A money-center bank such as Citicorp routinely spends the equivalent of 2½ to 3 percentage points of its entire loan portfolio just to cover its overhead and related expenses. Therefore, it must make a “spread” of at least 2½ percent between what it pays for deposits and what it receives from its loans in order to break even.

A Jimmy Stewart S&L can survive on a much narrower spread. Its break-even point is 1½ percent. Theoretically, it could make a profit without making any mortgage loans at all. If it pays 4 percent in interest to passbook savers, it could invest the proceeds in 6 percent Treasury bonds and still earn money. When it writes 8 or 9 percent mortgages, it becomes highly profitable for the shareholders.

For years, the inspiration for all the Jimmy Stewart S&Ls has been Golden West, based in Oakland, California. Golden West owns and operates three S&L subsidiaries, all of them run by a delightful couple, Herb and Marion Sandler. They have the equanimity of Ozzie and Harriet and the smarts of Warren Buffett, which is the perfect combination to run a successful business. Like Ozzie and Harriet, they've managed to avoid a lot of unnecessary excitement. They avoided the excitement of investing in junk bonds that defaulted and commercial real-estate ventures that defaulted, both of which enabled them to avoid the excitement of getting taken over by the Resolution Trust Corporation.

The Sandlers have always been reluctant to waste money on foolishness. Their distrust for the newfangled caused them never to install automated teller machines. They never lured depositors with toaster ovens or ice buckets. They missed the great boom in misguided construction loans. They stuck to residential mortgages, which still make up 96 percent of Golden West's portfolio.

When it comes to economizing in the front office, the Sandlers are champions. I visited their headquarters, not in San Francisco where most of the fancier banks are located, but in a lower-rent district in Oakland. Visitors to the corporate suite announced themselves by picking up a black telephone in the reception area.

§ Entries
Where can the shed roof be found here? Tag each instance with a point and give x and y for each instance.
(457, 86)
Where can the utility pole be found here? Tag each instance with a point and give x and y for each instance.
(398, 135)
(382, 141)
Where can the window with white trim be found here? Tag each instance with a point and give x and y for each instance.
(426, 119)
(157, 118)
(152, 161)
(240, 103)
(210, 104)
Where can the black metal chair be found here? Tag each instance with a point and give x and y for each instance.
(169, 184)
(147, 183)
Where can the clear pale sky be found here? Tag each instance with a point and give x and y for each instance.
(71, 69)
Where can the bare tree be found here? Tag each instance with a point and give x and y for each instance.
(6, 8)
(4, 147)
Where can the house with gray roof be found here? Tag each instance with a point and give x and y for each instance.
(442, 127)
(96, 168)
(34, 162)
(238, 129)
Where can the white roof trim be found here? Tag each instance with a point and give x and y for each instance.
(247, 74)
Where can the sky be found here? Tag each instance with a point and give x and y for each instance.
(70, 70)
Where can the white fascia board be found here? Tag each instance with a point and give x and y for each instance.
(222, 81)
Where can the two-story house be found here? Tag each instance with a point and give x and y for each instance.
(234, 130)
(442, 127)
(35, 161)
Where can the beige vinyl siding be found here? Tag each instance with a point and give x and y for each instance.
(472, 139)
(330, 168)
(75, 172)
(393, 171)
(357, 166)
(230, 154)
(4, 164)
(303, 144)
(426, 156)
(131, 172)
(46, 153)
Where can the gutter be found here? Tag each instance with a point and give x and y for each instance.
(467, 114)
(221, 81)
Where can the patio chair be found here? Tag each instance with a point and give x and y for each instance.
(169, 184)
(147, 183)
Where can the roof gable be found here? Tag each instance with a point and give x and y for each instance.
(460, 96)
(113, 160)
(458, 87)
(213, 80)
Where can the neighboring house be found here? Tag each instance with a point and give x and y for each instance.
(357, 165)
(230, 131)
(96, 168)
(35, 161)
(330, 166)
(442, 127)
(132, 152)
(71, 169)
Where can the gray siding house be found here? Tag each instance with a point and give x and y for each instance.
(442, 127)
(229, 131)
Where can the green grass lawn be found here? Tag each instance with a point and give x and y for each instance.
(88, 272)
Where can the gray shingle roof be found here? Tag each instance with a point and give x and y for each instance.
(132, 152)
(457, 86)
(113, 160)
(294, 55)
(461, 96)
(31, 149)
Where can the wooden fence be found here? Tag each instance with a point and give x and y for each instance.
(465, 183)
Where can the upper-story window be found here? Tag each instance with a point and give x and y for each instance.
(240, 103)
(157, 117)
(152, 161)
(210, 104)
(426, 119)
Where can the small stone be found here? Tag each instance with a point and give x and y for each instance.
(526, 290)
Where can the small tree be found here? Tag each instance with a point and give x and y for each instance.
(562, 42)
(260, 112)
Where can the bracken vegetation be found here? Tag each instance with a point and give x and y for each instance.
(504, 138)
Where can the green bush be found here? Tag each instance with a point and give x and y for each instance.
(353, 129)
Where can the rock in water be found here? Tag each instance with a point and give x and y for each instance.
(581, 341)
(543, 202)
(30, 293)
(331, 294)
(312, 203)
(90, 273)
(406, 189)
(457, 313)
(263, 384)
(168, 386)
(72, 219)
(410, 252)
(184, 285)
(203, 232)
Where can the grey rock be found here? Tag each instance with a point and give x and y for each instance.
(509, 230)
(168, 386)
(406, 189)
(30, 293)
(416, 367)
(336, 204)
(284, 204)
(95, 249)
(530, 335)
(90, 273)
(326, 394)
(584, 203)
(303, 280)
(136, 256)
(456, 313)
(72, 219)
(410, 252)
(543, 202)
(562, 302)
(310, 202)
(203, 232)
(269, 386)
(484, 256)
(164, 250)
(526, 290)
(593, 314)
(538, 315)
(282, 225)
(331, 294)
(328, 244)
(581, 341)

§ Problems
a – From the text on savings and loans, reproduce the stretch from "A Jimmy Stewart" through "for the shareholders.".
b – Answer these questions from the text on savings and loans:
(i) What is the break-even point of a Jimmy Stewart S&L?
(ii) Where is Golden West based?
(iii) What percentage of Golden West's portfolio is made up of residential mortgages?

§ Answer set
a –
A Jimmy Stewart S&L can survive on a much narrower spread. Its break-even point is 1½ percent. Theoretically, it could make a profit without making any mortgage loans at all. If it pays 4 percent in interest to passbook savers, it could invest the proceeds in 6 percent Treasury bonds and still earn money. When it writes 8 or 9 percent mortgages, it becomes highly profitable for the shareholders.

b –
(i) 1½ percent
(ii) Oakland, California
(iii) 96 percent